| DIRECTIONS |
Please count the lines in the material below that contain the string "card", and give only the number.

| DATASET RECORDS |
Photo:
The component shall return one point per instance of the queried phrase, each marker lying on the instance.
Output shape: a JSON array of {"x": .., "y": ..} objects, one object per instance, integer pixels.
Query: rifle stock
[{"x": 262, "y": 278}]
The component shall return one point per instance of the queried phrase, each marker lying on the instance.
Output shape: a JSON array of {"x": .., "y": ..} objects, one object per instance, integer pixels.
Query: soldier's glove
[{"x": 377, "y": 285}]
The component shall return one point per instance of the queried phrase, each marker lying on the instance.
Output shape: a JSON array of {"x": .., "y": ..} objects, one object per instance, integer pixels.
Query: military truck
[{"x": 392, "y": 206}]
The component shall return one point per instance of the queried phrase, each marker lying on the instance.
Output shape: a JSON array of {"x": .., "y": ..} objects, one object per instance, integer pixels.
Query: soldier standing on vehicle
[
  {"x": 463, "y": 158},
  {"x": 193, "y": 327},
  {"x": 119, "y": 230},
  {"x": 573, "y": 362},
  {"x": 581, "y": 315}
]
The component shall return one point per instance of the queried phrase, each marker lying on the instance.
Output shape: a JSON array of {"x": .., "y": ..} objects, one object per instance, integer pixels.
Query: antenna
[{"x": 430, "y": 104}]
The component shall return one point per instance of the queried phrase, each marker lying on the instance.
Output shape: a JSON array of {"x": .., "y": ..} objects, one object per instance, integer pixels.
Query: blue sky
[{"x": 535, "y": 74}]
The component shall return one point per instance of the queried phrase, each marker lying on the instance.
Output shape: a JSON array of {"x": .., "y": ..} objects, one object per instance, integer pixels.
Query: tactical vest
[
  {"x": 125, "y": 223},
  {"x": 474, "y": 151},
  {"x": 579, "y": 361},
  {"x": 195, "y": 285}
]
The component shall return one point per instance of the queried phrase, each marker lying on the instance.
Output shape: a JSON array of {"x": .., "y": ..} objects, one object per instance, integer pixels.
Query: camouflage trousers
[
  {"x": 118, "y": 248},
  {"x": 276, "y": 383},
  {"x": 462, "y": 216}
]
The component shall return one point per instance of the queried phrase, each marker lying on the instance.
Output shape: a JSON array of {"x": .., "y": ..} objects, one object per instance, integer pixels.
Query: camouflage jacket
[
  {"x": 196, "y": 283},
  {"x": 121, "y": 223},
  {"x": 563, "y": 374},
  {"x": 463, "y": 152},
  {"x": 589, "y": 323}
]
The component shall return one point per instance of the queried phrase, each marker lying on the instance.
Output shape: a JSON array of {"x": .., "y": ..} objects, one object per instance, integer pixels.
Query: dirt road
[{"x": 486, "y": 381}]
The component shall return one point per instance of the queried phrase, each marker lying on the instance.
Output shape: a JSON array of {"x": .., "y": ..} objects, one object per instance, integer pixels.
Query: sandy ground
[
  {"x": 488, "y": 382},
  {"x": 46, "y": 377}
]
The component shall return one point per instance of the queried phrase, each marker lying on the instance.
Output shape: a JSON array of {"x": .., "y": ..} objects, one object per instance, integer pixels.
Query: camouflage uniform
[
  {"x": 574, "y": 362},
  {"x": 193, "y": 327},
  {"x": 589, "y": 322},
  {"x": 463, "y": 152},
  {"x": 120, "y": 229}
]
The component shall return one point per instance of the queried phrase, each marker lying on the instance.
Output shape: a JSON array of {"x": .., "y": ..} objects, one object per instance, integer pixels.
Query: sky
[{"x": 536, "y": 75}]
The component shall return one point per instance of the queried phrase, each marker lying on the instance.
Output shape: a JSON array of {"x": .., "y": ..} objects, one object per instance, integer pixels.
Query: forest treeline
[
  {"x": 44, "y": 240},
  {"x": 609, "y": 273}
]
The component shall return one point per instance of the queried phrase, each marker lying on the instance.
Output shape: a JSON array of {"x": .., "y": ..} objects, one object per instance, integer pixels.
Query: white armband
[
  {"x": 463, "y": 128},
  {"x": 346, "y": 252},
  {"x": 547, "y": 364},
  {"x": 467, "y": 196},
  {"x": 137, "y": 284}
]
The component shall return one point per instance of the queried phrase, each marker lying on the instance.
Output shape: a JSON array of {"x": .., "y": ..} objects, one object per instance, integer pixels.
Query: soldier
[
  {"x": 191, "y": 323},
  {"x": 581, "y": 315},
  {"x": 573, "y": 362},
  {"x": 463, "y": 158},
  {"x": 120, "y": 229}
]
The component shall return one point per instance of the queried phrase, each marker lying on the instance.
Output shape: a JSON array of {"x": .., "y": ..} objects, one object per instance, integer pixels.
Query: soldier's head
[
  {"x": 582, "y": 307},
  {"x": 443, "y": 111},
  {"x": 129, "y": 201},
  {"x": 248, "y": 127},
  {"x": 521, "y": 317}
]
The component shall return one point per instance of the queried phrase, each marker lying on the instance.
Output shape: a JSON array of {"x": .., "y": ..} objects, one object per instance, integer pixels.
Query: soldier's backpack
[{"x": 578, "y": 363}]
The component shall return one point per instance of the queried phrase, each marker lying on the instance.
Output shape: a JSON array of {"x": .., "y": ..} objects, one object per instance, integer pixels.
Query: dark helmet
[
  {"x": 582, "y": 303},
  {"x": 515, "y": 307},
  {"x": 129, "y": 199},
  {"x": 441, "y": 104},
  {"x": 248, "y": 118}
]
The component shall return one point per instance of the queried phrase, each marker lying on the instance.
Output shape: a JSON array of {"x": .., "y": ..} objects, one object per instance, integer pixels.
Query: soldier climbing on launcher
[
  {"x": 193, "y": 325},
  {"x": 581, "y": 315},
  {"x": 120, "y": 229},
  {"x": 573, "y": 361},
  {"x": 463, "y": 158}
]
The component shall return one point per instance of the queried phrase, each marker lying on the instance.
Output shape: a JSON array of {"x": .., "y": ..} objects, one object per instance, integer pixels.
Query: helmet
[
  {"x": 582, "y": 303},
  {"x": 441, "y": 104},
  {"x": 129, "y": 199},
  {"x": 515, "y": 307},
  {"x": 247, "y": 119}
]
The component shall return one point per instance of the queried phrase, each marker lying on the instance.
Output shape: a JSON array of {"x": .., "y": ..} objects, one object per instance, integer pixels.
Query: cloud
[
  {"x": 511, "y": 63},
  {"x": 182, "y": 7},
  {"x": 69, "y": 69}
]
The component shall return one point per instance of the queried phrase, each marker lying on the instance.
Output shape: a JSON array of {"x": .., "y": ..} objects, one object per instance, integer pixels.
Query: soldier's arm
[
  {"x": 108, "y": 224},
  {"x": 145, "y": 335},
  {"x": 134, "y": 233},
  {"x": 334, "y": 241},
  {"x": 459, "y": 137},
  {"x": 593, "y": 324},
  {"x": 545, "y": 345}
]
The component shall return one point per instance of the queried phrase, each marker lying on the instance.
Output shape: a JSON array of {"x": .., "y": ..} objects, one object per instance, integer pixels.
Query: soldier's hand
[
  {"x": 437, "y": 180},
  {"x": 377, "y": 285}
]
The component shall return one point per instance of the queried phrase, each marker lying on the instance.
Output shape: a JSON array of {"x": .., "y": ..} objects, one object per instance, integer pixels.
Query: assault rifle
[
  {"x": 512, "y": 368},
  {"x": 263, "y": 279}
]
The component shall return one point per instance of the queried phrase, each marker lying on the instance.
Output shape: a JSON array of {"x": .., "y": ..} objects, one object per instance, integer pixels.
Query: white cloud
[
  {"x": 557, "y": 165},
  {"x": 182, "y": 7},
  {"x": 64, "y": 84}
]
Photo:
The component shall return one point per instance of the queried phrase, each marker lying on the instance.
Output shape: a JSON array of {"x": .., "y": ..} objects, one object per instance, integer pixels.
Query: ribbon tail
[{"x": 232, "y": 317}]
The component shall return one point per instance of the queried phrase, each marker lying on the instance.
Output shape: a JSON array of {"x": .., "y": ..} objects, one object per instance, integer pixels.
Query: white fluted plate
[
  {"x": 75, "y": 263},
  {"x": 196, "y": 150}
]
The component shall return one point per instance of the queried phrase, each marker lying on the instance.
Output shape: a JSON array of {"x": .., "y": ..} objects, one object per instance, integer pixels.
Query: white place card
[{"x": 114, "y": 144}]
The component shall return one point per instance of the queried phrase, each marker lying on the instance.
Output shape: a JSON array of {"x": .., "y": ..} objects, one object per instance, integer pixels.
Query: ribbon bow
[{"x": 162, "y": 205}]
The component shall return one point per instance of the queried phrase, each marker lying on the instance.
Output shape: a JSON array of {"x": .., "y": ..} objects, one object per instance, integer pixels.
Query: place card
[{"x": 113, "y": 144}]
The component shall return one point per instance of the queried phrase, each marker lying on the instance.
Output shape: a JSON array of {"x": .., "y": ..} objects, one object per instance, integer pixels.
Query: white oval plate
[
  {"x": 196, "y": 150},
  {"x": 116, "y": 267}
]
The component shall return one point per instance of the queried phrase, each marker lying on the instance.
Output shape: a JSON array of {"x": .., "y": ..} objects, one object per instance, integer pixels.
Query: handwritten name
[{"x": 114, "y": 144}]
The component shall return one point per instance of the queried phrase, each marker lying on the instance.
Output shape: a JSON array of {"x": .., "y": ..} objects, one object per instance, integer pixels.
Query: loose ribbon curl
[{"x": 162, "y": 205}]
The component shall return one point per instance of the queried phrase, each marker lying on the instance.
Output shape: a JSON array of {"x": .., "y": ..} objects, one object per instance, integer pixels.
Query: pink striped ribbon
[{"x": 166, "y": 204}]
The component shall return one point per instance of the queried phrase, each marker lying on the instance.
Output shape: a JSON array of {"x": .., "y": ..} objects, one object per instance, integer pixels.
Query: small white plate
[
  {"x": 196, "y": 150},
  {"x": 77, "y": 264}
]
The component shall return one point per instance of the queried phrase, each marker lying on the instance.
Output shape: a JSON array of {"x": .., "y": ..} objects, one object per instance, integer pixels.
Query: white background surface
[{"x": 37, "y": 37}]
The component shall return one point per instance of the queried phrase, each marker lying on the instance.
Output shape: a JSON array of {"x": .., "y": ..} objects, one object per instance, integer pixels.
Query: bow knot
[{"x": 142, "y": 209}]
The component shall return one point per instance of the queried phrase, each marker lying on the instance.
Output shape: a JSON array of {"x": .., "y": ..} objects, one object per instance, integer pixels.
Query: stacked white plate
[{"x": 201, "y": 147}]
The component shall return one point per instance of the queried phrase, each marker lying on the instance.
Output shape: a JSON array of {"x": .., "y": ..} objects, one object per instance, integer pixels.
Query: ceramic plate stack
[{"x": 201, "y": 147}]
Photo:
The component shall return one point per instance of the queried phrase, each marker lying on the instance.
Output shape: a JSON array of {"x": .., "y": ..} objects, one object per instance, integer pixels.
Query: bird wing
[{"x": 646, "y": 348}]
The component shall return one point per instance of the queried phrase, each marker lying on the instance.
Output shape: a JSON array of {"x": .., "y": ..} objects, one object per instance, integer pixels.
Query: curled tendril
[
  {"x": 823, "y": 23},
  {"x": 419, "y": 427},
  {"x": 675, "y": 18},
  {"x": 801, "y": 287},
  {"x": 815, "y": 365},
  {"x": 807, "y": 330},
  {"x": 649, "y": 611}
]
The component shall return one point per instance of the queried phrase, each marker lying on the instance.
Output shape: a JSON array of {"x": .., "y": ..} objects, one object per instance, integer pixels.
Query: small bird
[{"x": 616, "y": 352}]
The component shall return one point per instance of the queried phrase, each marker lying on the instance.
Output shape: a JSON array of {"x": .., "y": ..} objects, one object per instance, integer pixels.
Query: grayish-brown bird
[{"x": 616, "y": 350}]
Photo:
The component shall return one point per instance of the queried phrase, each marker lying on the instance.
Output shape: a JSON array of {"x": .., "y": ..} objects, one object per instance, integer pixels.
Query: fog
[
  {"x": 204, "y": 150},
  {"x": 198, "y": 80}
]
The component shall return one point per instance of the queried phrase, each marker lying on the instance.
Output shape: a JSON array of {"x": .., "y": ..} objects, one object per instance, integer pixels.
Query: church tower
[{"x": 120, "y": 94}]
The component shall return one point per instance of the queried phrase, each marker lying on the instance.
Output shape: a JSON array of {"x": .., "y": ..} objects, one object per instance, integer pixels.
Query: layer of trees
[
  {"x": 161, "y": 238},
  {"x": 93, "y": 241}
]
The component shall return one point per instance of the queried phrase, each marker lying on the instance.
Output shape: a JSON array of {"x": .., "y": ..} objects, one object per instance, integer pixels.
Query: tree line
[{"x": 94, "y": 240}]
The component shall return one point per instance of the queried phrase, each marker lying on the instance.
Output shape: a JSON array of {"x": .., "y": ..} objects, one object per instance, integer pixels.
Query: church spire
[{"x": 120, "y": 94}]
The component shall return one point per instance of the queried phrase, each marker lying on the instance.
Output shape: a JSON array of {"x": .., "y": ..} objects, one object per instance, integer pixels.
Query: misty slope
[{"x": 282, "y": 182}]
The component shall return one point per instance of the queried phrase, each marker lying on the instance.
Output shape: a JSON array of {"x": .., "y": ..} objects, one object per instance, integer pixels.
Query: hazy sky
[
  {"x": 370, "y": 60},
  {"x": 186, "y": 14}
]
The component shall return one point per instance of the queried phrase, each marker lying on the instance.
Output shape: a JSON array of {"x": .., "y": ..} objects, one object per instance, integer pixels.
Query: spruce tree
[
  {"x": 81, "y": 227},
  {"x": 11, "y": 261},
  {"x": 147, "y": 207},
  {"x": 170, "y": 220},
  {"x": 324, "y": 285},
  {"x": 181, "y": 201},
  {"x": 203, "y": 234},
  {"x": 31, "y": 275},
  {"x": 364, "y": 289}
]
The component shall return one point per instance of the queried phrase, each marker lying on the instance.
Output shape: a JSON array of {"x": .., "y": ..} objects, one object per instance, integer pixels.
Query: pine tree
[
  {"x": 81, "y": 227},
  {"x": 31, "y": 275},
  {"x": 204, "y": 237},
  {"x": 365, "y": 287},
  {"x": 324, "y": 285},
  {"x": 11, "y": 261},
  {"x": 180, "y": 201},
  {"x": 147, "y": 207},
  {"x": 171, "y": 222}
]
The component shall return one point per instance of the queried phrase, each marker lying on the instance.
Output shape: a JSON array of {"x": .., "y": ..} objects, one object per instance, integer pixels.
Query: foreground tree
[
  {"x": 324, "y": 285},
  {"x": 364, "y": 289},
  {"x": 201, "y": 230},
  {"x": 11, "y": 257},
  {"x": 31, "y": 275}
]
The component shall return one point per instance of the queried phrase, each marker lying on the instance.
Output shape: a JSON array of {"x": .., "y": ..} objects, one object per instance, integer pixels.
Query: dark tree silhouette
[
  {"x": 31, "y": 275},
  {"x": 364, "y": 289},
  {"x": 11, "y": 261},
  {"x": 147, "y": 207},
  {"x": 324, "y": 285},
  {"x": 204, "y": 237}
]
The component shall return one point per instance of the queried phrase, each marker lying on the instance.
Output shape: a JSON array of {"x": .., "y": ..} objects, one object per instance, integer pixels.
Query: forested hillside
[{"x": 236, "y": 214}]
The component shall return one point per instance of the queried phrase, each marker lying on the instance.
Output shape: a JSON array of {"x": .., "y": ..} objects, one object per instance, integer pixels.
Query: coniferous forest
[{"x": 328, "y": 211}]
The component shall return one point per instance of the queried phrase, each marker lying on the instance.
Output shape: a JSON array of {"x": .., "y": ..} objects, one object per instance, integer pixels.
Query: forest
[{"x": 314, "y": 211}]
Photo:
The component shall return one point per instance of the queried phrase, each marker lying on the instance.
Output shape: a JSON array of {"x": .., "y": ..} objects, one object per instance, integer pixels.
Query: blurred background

| THE RESPONSE |
2